» Exercise material:
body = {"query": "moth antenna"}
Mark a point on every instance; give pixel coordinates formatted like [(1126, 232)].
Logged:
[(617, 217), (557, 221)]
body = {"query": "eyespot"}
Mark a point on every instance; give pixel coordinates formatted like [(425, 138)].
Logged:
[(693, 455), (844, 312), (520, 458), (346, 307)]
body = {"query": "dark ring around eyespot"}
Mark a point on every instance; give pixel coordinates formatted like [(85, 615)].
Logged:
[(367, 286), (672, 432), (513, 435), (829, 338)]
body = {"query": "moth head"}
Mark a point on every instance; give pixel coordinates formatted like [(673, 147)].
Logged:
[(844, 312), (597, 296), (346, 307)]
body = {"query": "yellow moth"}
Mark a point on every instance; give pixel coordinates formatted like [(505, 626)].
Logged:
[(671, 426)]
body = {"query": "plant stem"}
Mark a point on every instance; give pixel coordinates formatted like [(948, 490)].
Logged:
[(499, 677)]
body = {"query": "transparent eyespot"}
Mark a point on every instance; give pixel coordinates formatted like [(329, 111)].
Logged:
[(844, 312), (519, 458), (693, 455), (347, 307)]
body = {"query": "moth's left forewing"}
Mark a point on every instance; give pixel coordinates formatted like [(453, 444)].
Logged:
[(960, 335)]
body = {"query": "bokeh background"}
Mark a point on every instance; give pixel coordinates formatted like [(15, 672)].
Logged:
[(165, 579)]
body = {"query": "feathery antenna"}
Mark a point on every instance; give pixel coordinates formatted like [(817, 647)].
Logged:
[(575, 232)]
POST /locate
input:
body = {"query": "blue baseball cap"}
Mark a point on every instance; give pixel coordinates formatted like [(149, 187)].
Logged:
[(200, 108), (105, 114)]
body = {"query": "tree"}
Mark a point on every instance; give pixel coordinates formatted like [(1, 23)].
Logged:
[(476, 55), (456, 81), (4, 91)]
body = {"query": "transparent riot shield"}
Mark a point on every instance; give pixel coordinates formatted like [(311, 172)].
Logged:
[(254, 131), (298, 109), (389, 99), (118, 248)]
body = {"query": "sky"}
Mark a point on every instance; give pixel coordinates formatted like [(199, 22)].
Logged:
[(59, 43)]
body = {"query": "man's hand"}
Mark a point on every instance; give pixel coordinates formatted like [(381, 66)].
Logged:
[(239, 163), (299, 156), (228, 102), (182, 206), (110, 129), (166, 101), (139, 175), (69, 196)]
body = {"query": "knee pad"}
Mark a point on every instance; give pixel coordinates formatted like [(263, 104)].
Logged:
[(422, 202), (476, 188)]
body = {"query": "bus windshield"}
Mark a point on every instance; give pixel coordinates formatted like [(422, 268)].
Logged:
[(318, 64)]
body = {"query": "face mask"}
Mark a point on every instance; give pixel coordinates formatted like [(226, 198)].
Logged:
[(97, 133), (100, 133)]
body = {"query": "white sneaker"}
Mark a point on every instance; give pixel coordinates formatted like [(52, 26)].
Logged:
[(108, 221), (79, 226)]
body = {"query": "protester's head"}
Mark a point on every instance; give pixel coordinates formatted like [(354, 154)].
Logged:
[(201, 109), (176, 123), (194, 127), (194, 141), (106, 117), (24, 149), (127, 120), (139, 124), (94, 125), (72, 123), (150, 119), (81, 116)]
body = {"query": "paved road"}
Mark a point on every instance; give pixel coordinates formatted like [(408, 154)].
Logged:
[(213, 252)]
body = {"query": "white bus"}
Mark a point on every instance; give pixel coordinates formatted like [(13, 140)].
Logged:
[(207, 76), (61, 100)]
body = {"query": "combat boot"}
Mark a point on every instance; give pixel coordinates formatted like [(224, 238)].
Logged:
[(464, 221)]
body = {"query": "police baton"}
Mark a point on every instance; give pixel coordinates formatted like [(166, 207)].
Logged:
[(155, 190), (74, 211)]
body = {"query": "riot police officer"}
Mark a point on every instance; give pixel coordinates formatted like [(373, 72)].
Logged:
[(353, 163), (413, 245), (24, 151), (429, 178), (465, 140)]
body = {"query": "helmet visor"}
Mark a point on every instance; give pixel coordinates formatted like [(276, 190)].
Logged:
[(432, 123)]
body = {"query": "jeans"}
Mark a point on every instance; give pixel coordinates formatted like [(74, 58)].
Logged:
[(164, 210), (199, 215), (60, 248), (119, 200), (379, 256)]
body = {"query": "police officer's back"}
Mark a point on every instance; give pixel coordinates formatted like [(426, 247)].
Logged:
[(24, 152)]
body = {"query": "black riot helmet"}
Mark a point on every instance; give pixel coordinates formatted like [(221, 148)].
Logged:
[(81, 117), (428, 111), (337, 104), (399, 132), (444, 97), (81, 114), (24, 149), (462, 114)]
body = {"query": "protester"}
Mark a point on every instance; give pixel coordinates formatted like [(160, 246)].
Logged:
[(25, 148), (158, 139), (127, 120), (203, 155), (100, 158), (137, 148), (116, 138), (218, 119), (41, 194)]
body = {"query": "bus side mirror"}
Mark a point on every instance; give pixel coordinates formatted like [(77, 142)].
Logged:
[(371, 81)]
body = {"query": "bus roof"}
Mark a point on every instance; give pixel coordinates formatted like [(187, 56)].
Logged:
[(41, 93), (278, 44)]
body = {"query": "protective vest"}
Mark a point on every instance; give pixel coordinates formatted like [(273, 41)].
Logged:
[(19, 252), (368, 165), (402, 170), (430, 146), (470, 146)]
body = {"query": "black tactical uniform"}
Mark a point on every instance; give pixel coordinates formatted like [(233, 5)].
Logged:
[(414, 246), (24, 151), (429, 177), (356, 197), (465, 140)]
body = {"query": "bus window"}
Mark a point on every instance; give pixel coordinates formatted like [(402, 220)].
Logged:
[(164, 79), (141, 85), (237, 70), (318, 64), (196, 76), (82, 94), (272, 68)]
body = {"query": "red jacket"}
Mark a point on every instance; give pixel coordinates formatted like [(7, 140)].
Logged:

» Written exercise: Set every line of the listing down word for word.

» Exercise result:
body = {"query": "moth antenna"}
Mark a point on every instance; give pixel coordinates formatted like [(1126, 232)].
Logged:
[(617, 217), (557, 221)]
body = {"query": "eyespot"}
Mark a point on every instance; give pixel coordinates formatted like [(425, 138)].
Logged:
[(693, 455), (844, 312), (520, 458), (346, 307)]
body = {"query": "dark ring around eyespot"}
Mark a point on every instance; give pixel coordinates formatted like [(85, 615)].
Logged:
[(367, 286), (672, 432), (513, 435), (829, 338)]
body = {"query": "moth head"}
Mark a point on every instance; give pixel coordinates formatted like [(673, 147)].
Logged:
[(844, 312), (597, 296), (346, 307)]
body = {"query": "yellow moth"}
Mark a point on every instance; give pixel coordinates formatted like [(505, 626)].
Logged:
[(671, 426)]
body = {"query": "plant stem"}
Mark a point on every instance; give pixel coordinates formatted like [(948, 490)].
Logged:
[(499, 677)]
body = {"query": "transparent eyespot"}
Mark a point on every instance; give pixel coordinates formatted like [(329, 111)].
Logged:
[(844, 312), (519, 458), (693, 455), (347, 307)]
body = {"query": "moth's left forewing"}
Mark a point on every instance; give pixel coordinates formatted like [(453, 444)].
Logged:
[(960, 335)]
body = {"query": "bokeh background"}
Mark a point on every instance; give pixel coordinates formatted like [(15, 672)].
Logged:
[(165, 579)]
body = {"query": "feathery antenna"}
Mark a point on every instance; give pixel coordinates formatted like [(817, 647)].
Logged:
[(575, 232)]
POST /locate
input:
body = {"query": "blue baseball cap"}
Mark a point on every instance; give pixel coordinates formatted like [(149, 187)].
Logged:
[(200, 108), (105, 114)]
body = {"query": "tree"}
Mark a point on every instance; give pixel coordinates formatted like [(1, 23)].
Logged:
[(476, 55), (456, 81), (4, 91)]
body = {"query": "transparent riot shield"}
Mark a point on every instance; give pixel coordinates formatted like [(311, 172)].
Logged:
[(254, 131), (298, 109), (389, 99), (118, 248)]
body = {"query": "sky"}
Mark a point on every instance; give pixel coordinates formatted like [(199, 22)].
Logged:
[(59, 43)]
body = {"query": "man's hand"}
Mark a point on every instance; give pixel coordinates formatted like [(381, 66)].
Logged:
[(239, 163), (299, 156), (228, 102), (182, 206), (110, 129), (166, 101), (139, 175), (69, 196)]
body = {"query": "knee pad"}
Mark a point on every instance; give pixel coordinates formatted like [(263, 104)].
Logged:
[(422, 202), (476, 188)]
body = {"query": "bus windshield"}
Mark a point on every instance; give pixel coordinates formatted like [(422, 268)].
Logged:
[(318, 64)]
body = {"query": "face mask"}
Mark a point on every instance; give pixel coordinates formatted like [(226, 198)].
Logged:
[(97, 133), (100, 133)]
body = {"query": "white sneaker"}
Mark a point on every instance; give pixel coordinates formatted like [(52, 26)].
Logged:
[(108, 221), (79, 226)]
body = {"query": "protester's head"}
Mark a point on every instance; give pixel coordinates formatted like [(354, 154)].
Logged:
[(201, 109), (176, 123), (194, 127), (194, 141), (106, 117), (24, 149), (127, 120), (139, 124), (94, 125), (72, 123), (150, 119), (81, 116)]
body = {"query": "paved road"}
Mark a point on every instance; give pixel coordinates formatted like [(408, 154)].
Logged:
[(213, 252)]
body = {"query": "white bus"}
Mark a point on every instance; give pixel coordinates formatted like [(13, 140)].
Logged:
[(207, 76), (61, 100)]
body = {"query": "combat boot"}
Mark a point on every instance; give pixel coordinates formatted like [(224, 238)].
Logged:
[(464, 221)]
body = {"query": "police baton"}
Mark a point on every instance; give pixel coordinates formatted like [(166, 207)].
Logged:
[(155, 190), (74, 211)]
body = {"query": "riot police officer"}
Mark a point on every instance; give pixel coordinates formatted like [(373, 72)].
Logged:
[(353, 163), (413, 245), (24, 151), (429, 178), (465, 140)]
body = {"query": "helmet visor"}
Mark a point on every instance; give pixel coordinates formatted like [(276, 190)].
Logged:
[(432, 123)]
body = {"query": "jeans"}
Mark a point on every instance; give pixel coordinates formatted like [(74, 58)].
Logged:
[(164, 210), (199, 215), (60, 248), (119, 200), (379, 256)]
body = {"query": "police officer's back"}
Mark a point on every instance; give pixel coordinates formatted like [(426, 247)].
Logged:
[(24, 152)]
body = {"query": "black riot helmet"}
Mark a point on every instance; give pixel coordinates formatted like [(221, 148)].
Logged:
[(81, 117), (428, 111), (337, 104), (399, 132), (444, 97), (81, 114), (24, 149), (462, 114)]
body = {"query": "protester"}
Mark a point on every instance; give pixel coordinates formatted like [(160, 246)].
Logged:
[(25, 148), (158, 139), (127, 120), (203, 155), (100, 158), (137, 148), (116, 138), (218, 119), (41, 194)]
body = {"query": "bus side mirror"}
Mark a point on every instance; give pixel coordinates formatted like [(77, 142)].
Logged:
[(371, 81)]
body = {"query": "bus roof"}
Mark a point on every instance; give pixel coordinates formatted like [(187, 56)].
Logged:
[(41, 93), (278, 44)]
body = {"query": "protective vest"}
Mark a point on every instance; give pixel coordinates formatted like [(273, 41)].
Logged:
[(19, 252), (368, 165), (402, 170), (430, 146), (470, 146)]
body = {"query": "black tactical uniform"}
Mark a point on every instance; give pixel coordinates formatted like [(233, 5)].
Logged:
[(414, 246), (24, 151), (429, 177), (356, 197), (465, 140)]
body = {"query": "bus window"}
Mark a point on every instance; give pixel coordinates formatted like [(402, 220)].
Logged:
[(164, 79), (141, 85), (237, 70), (318, 64), (196, 76), (82, 94), (272, 68)]
body = {"query": "red jacket"}
Mark a point on every instance; give pixel coordinates formatted like [(7, 140)].
Logged:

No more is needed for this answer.